▶ **REQUEST**
Copy exactly the lines from the one containing "shorts with red" through the last line of the records, both included, and nothing more.

▶ **DATA EXCERPTS**
------------------------------

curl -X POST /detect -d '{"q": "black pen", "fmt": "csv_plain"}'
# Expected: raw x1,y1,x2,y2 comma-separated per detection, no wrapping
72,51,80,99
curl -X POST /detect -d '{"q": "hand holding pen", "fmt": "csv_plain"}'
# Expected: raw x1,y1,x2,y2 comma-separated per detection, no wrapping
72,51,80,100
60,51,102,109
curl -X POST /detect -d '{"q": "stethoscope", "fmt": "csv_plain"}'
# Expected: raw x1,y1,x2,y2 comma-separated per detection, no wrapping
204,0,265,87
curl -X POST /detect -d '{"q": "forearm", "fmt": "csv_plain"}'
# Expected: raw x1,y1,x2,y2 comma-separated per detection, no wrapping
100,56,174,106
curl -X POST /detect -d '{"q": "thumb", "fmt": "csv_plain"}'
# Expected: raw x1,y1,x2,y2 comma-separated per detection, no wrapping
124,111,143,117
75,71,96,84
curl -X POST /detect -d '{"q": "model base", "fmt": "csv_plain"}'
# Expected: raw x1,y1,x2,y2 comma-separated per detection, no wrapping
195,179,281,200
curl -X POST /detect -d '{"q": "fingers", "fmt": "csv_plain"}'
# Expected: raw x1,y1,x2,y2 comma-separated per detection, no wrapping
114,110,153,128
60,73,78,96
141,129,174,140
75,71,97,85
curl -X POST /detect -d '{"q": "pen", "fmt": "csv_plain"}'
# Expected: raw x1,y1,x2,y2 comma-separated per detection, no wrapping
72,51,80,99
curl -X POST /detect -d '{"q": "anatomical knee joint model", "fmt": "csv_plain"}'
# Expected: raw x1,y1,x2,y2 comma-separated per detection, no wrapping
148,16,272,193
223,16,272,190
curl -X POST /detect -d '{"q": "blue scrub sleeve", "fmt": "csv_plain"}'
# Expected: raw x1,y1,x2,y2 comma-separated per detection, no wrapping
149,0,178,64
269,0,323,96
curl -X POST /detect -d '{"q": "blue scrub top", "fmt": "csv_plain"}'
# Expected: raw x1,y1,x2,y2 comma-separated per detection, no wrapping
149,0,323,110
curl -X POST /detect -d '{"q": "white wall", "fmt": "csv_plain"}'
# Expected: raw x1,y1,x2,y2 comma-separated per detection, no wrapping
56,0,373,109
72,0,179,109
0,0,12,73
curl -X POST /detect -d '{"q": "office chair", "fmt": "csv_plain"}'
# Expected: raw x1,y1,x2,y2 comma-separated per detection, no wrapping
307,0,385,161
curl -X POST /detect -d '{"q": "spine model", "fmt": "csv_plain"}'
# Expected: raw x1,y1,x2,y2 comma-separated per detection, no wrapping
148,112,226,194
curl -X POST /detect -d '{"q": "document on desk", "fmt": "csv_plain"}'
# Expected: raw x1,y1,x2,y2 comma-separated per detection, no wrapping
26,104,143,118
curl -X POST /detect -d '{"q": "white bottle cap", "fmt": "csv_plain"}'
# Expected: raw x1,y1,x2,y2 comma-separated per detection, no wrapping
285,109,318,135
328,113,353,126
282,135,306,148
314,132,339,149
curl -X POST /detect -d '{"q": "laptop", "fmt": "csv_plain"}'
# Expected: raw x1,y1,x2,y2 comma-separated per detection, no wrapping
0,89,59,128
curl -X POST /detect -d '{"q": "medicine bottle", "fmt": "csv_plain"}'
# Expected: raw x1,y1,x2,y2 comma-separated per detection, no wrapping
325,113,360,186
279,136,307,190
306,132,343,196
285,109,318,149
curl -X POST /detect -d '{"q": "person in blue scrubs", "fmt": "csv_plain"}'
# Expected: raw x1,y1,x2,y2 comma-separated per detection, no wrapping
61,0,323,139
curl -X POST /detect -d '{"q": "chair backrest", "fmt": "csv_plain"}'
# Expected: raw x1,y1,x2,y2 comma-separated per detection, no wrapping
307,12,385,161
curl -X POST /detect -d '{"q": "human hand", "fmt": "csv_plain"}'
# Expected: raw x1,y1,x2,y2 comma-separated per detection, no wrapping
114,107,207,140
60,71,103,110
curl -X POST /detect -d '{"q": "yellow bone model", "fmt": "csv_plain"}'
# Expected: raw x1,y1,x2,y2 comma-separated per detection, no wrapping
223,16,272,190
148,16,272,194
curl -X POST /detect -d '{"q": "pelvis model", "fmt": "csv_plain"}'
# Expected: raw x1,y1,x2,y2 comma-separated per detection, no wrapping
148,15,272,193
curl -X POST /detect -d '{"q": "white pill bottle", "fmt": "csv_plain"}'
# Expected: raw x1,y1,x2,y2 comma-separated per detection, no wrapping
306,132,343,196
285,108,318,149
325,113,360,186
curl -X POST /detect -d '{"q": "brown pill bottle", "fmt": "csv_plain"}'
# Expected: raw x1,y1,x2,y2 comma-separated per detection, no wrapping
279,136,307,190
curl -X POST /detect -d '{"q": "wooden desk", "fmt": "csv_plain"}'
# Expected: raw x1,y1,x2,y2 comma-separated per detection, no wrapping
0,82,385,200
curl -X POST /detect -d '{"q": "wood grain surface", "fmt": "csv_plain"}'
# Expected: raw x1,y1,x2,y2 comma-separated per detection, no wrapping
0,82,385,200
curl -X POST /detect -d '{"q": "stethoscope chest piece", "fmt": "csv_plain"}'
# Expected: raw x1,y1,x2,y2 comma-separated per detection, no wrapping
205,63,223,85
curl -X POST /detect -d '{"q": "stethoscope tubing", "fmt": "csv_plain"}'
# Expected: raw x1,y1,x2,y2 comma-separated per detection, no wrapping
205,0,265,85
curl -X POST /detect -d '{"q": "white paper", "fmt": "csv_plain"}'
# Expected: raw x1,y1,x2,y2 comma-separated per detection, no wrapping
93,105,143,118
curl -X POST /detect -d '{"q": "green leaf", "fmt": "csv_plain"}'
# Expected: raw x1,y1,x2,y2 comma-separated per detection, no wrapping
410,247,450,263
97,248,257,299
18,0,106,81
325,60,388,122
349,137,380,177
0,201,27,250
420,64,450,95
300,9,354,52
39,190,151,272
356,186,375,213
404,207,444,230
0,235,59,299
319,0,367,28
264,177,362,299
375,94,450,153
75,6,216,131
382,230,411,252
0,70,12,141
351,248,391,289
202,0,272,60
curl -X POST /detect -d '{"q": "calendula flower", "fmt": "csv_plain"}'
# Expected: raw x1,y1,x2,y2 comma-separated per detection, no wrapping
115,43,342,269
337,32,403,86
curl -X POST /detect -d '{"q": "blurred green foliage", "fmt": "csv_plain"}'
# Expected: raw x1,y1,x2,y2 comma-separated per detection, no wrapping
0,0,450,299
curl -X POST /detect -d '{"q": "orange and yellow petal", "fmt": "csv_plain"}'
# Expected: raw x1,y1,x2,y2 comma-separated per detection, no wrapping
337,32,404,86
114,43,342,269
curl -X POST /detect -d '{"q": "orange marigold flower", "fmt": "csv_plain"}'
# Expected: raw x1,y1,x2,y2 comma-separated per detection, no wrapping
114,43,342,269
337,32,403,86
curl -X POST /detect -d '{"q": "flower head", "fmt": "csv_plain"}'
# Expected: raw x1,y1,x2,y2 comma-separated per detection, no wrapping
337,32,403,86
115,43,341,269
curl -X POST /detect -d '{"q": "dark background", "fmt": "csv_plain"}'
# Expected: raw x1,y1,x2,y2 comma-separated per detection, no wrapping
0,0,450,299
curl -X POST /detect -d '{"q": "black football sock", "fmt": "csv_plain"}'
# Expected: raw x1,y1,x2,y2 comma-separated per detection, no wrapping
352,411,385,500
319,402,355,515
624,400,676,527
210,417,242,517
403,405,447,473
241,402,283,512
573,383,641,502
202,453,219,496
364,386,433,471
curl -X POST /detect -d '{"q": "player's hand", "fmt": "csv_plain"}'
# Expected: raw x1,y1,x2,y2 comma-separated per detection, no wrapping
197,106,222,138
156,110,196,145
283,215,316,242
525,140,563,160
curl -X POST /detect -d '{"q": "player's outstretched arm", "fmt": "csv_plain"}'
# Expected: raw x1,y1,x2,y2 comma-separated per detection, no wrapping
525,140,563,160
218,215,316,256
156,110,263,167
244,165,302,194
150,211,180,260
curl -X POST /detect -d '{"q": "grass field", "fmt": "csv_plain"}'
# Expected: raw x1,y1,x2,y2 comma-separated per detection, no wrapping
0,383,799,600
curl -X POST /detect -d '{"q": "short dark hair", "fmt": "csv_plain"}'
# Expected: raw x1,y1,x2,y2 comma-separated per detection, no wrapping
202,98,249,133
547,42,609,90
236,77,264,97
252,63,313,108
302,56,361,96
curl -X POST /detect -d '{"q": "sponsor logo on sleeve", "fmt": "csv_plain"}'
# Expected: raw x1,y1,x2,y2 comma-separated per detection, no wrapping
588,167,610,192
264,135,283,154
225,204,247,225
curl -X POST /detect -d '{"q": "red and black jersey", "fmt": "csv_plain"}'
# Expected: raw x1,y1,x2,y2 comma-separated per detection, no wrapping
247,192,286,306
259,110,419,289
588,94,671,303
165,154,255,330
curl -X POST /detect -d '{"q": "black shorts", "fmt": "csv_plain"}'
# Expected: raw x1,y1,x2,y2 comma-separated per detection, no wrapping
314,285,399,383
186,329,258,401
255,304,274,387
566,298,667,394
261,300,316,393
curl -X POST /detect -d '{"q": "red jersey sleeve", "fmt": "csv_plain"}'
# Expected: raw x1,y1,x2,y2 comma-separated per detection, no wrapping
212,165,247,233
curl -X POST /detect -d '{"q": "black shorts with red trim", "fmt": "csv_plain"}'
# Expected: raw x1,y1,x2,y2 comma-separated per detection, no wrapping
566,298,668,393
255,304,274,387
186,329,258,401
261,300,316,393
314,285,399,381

------------------------------

▶ **OUTPUT OF THE EXERCISE**
curl -X POST /detect -d '{"q": "black shorts with red trim", "fmt": "csv_plain"}'
# Expected: raw x1,y1,x2,y2 comma-separated per detection, no wrapping
566,298,668,393
255,304,274,387
186,329,258,401
261,300,316,393
314,285,399,381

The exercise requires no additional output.